Nel testo del Libro di Amos il concetto di ristipulare, con il Dio unico dell’universo, il “patto”, la “berit”, corrisponde all’idea di una necessaria presa di coscienza che possa determinare il doveroso cambiamento di stile di vita che si attua con il rispetto della torah, il rispetto della Legge, a cominciare dal re il quale ha da essere un “pastore” che sta in mezzo al suo popolo e non un Idolo che sta chiuso in un santuario.
Nel frammento che tra breve leggeremo, e che è posto nel capitolo 7 proprio nel cuore del Libro di Amos, troviamo “la dichiarazione di indipendenza della seconda generazione di scrivani in esilio a Babilonia” rispetto alla prima generazione di scrivani. La dichiarazione di indipendenza della seconda generazione di scrivani in esilio a Babilonia è il primo punto-chiave dello “stile del proclama di Amos”: questa dichiarazione – fatta in nome del Dio unico dell’universo (il Dio dei profeti, “El-nebijim”) – esalta il pensiero dei pastori-profeti dissidenti che, a suo tempo (dal X secolo a.C., nel corso di una lunga tradizione), si sono opposti al regime monarchico corrotto e idolatrico. Inoltre la dichiarazione di indipendenza della seconda generazione di scrivani in esilio a Babilonia intende denigrare e criticare il ruolo dei “profeti di corte”, dei “profeti di mestiere”, responsabili, insieme a tutta la classe dirigente, della sconfitta, della disfatta e dell’esilio.

▸ **DATI RIPORTATI**:
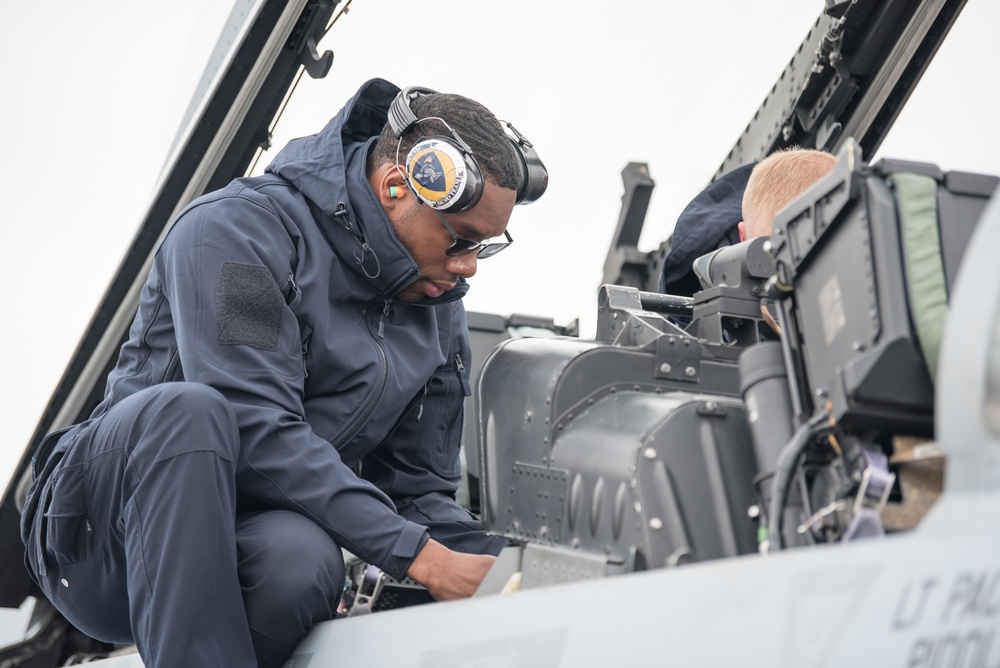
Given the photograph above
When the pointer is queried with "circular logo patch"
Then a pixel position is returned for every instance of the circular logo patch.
(437, 172)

▸ **CONSEGNE**:
1. Riproduci il brano sul Libro di Amos da "Nel testo del" a "in un santuario.", estremi compresi.
2. Secondo il brano sul Libro di Amos, in quale capitolo si trova il frammento con la dichiarazione di indipendenza della seconda generazione di scrivani?
Le righe non servono per svolgere il lavoro.

▸ **SOLUZIONI**:
1.
Nel testo del Libro di Amos il concetto di ristipulare, con il Dio unico dell’universo, il “patto”, la “berit”, corrisponde all’idea di una necessaria presa di coscienza che possa determinare il doveroso cambiamento di stile di vita che si attua con il rispetto della torah, il rispetto della Legge, a cominciare dal re il quale ha da essere un “pastore” che sta in mezzo al suo popolo e non un Idolo che sta chiuso in un santuario.

2. Nel capitolo 7.